Start of Input

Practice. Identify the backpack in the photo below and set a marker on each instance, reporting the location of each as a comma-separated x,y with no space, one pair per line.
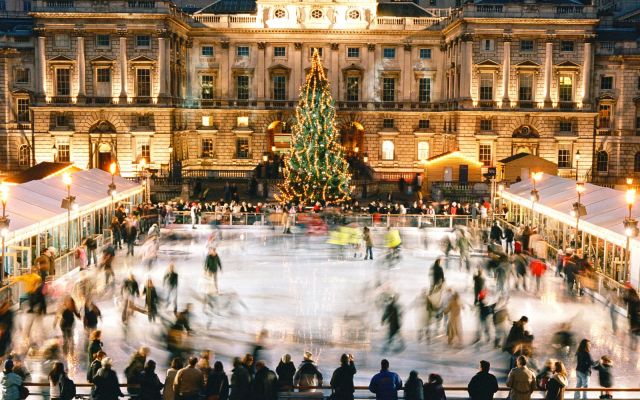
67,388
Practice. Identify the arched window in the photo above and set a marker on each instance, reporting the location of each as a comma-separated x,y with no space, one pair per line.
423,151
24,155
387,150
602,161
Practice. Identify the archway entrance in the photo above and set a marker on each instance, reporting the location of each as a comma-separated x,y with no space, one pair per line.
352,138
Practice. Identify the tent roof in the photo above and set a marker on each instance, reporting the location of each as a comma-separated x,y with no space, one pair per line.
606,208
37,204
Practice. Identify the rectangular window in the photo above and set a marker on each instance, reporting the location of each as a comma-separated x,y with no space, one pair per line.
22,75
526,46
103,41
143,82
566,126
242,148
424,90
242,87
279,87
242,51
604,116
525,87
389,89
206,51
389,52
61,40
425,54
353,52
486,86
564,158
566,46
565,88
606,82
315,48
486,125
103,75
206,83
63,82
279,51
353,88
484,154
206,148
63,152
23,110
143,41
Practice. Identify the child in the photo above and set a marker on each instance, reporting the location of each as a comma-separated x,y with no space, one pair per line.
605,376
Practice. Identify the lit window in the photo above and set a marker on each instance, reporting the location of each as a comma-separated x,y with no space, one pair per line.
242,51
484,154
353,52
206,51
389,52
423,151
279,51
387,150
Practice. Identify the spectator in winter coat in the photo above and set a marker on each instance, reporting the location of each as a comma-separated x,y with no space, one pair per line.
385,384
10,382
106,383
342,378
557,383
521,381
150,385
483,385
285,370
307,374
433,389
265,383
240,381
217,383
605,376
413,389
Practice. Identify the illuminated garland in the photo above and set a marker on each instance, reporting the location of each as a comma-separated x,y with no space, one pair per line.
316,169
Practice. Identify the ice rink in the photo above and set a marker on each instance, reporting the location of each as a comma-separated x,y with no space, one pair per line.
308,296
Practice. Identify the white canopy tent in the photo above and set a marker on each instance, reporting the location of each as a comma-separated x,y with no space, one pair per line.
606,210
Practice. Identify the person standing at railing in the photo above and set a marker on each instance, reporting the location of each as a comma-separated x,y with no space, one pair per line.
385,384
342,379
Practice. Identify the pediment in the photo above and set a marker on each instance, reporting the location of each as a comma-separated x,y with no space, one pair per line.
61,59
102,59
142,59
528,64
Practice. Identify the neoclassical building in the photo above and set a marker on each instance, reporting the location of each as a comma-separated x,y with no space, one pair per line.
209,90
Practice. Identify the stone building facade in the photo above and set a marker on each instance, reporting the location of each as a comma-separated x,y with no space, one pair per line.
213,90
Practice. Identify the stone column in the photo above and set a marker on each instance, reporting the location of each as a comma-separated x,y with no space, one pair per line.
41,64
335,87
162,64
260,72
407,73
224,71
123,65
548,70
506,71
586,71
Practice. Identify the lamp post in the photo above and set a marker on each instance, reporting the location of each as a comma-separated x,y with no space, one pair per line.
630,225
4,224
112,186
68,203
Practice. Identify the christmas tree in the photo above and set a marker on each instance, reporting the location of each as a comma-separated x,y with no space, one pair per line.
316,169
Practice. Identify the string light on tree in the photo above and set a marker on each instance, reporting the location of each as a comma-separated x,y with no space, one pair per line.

End of Input
Start of Input

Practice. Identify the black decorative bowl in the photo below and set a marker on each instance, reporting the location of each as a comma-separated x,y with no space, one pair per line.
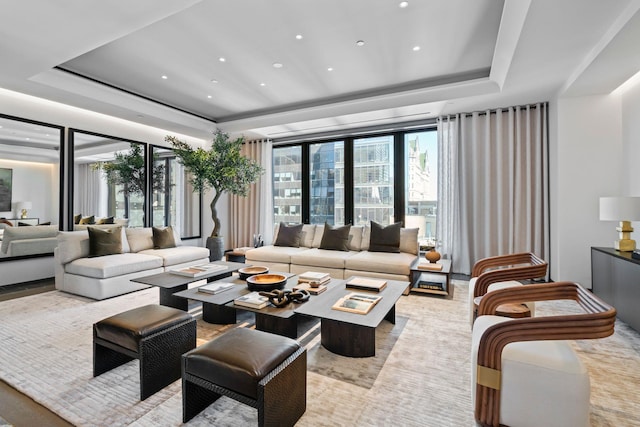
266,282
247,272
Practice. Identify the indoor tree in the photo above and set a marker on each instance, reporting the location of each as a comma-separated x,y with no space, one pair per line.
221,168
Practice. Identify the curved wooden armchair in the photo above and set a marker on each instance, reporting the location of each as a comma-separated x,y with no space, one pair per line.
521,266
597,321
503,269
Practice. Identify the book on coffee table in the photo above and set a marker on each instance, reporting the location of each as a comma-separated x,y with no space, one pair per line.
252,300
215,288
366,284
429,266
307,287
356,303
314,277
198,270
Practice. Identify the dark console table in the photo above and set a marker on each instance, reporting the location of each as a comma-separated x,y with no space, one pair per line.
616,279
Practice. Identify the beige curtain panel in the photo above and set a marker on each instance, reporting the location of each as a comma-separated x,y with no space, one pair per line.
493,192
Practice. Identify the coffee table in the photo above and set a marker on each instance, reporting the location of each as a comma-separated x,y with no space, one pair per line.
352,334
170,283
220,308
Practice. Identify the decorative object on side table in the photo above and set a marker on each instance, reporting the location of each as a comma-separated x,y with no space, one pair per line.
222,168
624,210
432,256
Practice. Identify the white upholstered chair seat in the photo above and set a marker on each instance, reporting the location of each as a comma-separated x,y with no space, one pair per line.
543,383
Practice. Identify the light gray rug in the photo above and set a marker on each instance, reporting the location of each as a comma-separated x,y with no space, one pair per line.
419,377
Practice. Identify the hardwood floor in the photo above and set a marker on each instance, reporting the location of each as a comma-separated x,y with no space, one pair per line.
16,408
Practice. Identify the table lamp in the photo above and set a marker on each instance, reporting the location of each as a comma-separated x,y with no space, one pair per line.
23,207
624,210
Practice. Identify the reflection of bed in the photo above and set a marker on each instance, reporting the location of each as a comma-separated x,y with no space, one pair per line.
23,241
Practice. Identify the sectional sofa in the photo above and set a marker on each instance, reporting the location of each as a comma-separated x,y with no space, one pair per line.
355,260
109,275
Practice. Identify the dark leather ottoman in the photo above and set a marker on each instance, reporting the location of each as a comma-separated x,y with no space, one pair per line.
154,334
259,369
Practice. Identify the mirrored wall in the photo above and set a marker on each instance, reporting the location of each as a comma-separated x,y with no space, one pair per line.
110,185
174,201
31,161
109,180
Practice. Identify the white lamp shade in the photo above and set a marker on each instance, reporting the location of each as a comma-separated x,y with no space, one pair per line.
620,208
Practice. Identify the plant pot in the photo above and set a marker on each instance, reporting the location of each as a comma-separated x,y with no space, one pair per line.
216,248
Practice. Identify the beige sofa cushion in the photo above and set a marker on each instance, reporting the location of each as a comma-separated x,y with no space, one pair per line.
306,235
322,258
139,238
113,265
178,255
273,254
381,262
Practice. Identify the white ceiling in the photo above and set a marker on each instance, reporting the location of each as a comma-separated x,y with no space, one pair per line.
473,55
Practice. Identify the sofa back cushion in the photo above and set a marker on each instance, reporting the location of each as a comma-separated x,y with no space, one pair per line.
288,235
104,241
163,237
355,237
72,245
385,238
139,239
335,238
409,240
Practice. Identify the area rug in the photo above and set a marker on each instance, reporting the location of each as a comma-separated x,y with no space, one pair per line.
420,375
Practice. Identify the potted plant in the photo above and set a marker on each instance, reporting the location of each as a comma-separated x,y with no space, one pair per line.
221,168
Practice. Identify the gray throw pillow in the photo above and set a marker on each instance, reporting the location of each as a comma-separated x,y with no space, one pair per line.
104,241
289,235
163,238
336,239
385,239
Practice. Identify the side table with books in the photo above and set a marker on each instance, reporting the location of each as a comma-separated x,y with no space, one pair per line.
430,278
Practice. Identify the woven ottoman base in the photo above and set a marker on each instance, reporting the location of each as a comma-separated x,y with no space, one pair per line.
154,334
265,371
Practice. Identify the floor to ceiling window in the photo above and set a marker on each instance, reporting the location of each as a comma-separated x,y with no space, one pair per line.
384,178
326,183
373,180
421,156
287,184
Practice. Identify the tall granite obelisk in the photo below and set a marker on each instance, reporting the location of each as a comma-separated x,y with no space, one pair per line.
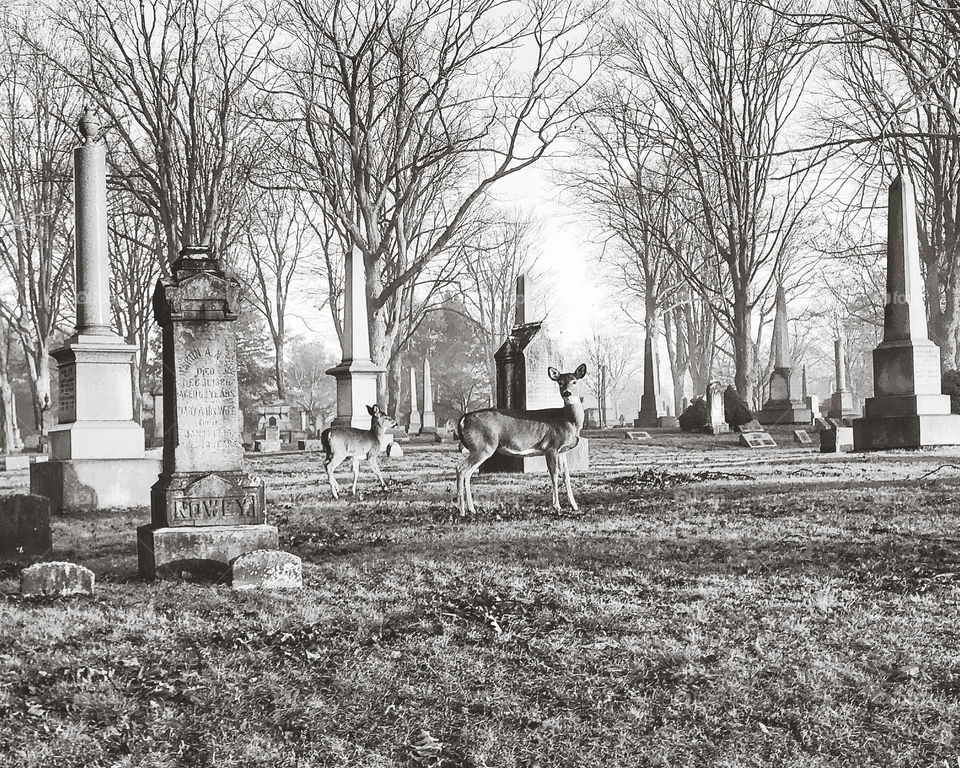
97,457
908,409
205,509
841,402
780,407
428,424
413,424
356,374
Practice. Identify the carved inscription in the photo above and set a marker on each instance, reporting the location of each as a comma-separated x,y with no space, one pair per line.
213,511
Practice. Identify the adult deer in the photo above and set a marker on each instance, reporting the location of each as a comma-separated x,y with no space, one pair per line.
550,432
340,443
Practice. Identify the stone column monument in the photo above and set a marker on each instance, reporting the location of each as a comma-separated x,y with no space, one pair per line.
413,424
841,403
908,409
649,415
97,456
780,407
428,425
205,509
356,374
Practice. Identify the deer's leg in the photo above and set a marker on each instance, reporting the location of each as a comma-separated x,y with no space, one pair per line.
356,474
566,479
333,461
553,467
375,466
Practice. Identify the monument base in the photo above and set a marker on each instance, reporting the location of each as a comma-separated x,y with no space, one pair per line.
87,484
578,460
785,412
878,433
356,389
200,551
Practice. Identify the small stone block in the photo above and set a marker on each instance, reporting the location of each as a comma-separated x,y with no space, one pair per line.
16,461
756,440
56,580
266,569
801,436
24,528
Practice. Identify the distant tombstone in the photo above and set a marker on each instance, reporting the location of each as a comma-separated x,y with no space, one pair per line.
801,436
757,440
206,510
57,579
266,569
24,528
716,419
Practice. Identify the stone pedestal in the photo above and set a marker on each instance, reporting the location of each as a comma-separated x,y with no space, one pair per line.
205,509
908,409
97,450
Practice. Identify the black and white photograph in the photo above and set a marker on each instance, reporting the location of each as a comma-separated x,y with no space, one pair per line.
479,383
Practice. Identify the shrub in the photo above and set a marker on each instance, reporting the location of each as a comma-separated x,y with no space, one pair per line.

End of Input
Start of Input

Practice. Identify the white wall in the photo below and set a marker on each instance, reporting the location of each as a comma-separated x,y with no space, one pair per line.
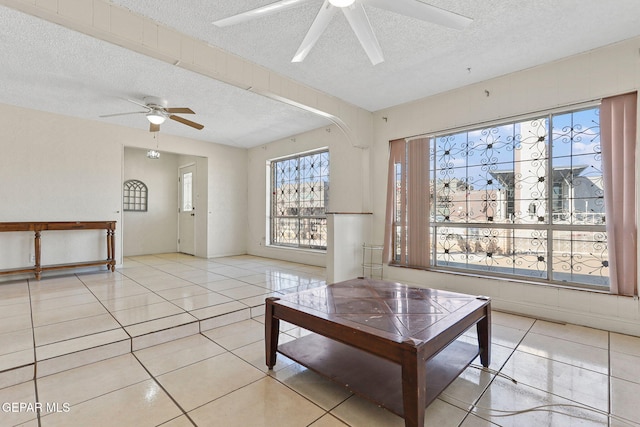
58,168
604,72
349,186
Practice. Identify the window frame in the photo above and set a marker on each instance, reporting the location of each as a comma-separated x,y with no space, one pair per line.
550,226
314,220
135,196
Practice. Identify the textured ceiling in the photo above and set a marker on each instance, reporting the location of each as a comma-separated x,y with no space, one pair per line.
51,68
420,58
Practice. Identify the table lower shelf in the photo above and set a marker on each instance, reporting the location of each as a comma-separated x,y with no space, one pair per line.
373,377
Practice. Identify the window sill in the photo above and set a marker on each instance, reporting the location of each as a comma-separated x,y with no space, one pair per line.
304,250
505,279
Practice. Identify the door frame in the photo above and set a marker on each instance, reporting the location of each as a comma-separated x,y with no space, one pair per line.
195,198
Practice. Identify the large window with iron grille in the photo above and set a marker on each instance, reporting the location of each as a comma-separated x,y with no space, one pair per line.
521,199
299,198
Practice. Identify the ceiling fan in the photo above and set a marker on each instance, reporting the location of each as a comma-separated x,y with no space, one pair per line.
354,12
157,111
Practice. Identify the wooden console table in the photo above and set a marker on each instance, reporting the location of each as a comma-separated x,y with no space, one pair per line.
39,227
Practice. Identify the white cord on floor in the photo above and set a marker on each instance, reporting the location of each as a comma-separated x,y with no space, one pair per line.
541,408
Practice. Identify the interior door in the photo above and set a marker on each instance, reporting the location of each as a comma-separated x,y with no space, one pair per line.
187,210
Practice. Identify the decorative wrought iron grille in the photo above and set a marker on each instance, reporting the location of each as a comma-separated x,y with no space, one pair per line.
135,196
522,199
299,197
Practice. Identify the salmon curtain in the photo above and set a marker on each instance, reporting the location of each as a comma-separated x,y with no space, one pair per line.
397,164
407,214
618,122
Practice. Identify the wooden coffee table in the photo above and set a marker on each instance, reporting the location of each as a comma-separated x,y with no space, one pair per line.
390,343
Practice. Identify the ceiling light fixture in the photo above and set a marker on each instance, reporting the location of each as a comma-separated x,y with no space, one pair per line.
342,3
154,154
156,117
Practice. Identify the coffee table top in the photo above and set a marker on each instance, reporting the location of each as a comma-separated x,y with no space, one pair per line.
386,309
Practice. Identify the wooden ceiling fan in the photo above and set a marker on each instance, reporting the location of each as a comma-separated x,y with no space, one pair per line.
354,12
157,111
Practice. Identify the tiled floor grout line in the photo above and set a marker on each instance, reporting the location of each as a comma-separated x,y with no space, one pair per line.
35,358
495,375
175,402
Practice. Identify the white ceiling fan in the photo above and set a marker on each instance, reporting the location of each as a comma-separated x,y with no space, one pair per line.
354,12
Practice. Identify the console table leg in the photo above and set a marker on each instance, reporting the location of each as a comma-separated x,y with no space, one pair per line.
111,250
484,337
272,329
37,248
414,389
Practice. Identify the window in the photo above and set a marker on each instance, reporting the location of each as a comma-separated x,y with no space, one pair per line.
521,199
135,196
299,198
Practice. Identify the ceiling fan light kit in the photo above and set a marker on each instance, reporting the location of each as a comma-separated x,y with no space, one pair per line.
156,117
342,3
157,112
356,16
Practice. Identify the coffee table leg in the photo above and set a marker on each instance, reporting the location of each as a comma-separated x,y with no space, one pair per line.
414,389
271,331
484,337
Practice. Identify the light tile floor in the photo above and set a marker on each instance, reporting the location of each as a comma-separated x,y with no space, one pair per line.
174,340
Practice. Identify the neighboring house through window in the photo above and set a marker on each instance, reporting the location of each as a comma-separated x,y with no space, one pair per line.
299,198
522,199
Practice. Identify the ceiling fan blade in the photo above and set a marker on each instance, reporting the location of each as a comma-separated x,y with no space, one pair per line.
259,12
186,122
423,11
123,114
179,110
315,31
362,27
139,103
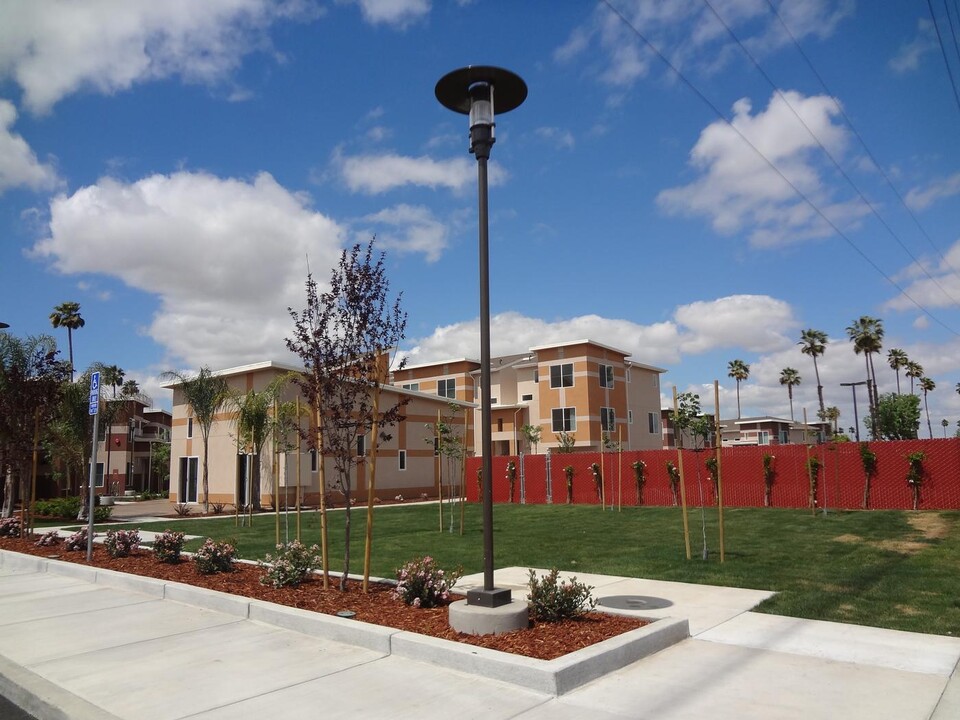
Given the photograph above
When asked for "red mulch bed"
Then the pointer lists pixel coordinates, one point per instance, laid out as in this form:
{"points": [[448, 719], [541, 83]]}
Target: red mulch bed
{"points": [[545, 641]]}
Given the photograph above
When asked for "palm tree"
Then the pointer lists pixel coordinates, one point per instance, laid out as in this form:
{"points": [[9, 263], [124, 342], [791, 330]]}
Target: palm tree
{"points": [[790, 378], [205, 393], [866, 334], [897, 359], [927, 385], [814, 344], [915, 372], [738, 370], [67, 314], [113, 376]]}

End of Input

[Exercise details]: All lines of the data above that include the word "When" must be shown.

[Solution to this exercise]:
When asked for "red mulch bed"
When asked for "palm tree"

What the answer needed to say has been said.